» **The exercise**:
Rescale the records from the line containing "Practice step: locate the grass" through the end of the records, including both of those lines, and give only those lines. Copy each line, requests included, but multiply every pixel coordinate in the answers by 1.05 and round it to a whole number, with halves rounded up.

◇ ◇ ◇ ◇ ◇ ◇ ◇

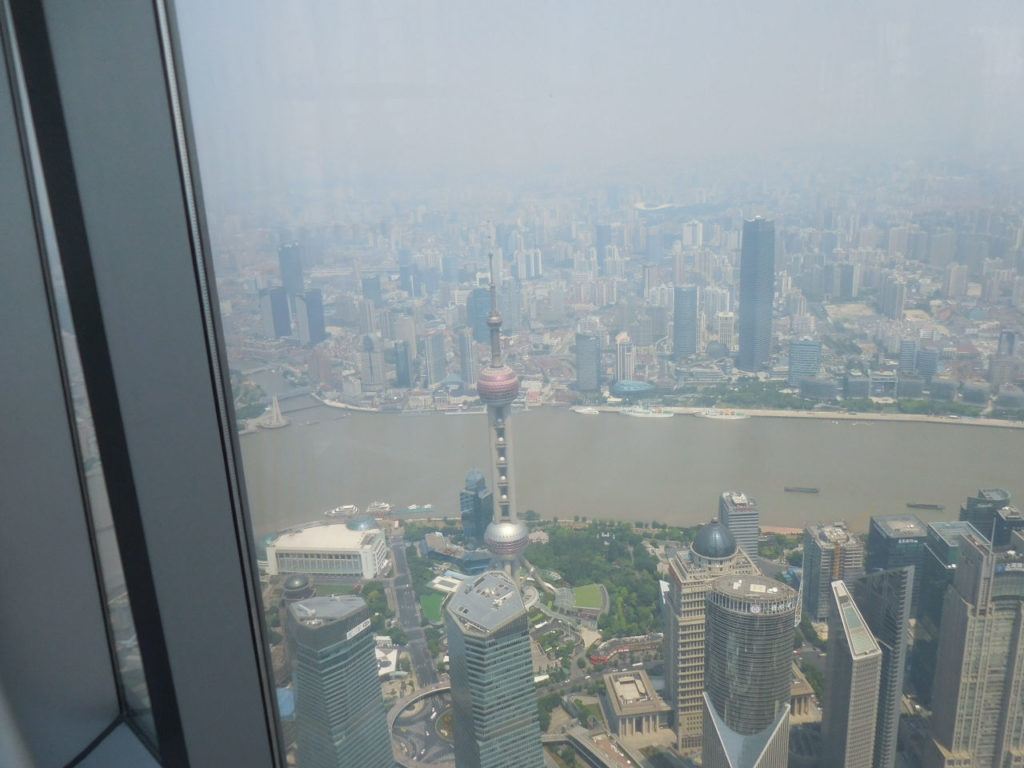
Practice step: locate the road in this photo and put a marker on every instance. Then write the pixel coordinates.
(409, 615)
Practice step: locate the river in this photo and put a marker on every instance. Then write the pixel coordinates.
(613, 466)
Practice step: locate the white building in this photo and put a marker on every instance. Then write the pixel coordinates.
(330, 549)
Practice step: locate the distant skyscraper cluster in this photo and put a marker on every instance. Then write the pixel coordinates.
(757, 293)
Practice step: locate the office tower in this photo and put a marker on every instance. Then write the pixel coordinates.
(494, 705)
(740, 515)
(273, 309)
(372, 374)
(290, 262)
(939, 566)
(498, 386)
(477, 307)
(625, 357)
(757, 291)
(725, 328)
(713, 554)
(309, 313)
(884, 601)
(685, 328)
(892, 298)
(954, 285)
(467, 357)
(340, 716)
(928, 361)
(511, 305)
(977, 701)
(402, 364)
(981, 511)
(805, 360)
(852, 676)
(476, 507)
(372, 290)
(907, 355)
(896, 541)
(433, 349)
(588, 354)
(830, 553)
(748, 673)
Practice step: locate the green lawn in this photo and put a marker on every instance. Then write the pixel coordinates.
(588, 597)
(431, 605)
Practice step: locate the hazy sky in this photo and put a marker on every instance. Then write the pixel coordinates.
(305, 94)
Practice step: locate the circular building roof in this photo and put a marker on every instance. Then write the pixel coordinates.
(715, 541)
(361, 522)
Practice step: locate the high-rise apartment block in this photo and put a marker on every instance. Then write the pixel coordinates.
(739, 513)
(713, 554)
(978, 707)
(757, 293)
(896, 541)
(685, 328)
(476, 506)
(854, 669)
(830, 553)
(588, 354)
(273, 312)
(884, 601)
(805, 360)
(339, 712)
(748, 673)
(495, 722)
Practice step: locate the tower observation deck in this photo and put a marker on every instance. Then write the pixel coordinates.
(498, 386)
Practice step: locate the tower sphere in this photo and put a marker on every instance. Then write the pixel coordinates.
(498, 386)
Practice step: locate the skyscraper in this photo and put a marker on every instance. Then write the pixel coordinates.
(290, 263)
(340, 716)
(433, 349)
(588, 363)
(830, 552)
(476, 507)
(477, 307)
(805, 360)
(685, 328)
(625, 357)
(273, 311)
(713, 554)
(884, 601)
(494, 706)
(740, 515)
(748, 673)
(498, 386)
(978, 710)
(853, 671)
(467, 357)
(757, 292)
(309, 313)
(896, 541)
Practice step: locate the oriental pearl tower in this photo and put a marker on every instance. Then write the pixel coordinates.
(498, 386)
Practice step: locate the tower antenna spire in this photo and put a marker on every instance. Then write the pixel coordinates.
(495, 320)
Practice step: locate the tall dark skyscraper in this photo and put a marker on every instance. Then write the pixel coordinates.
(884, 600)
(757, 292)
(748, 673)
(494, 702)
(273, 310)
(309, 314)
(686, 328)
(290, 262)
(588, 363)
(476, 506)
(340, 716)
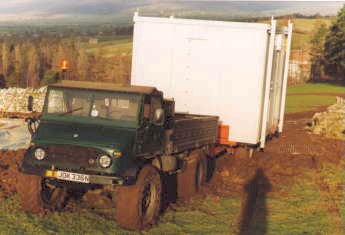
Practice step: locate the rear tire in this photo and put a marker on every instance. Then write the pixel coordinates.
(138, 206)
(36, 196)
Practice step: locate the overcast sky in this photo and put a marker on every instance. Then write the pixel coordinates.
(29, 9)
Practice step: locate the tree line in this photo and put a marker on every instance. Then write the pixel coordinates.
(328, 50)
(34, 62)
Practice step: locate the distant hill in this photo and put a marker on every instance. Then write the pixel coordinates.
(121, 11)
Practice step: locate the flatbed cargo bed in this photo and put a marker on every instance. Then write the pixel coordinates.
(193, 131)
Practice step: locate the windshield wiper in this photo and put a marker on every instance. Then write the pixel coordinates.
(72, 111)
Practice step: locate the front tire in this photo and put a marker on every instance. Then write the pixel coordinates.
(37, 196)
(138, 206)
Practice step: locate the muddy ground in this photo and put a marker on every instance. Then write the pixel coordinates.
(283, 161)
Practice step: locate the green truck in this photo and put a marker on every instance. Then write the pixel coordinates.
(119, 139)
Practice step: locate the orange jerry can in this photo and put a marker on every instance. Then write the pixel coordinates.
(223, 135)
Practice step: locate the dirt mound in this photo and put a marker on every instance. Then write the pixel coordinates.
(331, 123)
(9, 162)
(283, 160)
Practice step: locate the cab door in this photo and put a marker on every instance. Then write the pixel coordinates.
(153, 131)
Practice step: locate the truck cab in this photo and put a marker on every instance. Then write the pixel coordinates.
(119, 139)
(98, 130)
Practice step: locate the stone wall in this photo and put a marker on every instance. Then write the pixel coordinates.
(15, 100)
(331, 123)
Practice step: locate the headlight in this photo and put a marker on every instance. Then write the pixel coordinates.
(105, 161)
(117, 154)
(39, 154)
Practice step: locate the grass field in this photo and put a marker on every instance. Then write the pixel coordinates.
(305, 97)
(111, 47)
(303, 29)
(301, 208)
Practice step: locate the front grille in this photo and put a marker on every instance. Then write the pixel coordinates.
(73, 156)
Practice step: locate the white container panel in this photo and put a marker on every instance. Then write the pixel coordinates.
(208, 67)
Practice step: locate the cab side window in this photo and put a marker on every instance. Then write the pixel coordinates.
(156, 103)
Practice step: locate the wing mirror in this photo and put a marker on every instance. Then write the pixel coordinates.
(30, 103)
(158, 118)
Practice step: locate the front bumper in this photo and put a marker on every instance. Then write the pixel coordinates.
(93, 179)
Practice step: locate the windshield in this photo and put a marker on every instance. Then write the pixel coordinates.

◇ ◇ ◇ ◇ ◇ ◇ ◇

» **Finished task**:
Practice step: locate the grass field in this photo and put a marker on every instance. Then write the pixel coordinates.
(320, 102)
(117, 49)
(318, 30)
(316, 218)
Practice step: locate the front grille in this photo and put a marker on every instance. Then write the pixel coordinates.
(77, 164)
Practice step: locate the white container panel in this photo and put a marker on every instance. Then write the pixel coordinates.
(218, 70)
Practice step: locate the cab side window in this photo and put a marker on every instance. Then write the pixel coordinates.
(164, 108)
Practice step: locate the wing mirror in this photo and put a marker on every instance. Then write the pixel coordinates.
(32, 108)
(166, 124)
Practice step: locate the front bumper in this photo and put a marker on every instance. Then write the pixel coordinates.
(98, 188)
Practice step: locate the windshield in this photo and put a marker on every instance. Then write the pixel coordinates.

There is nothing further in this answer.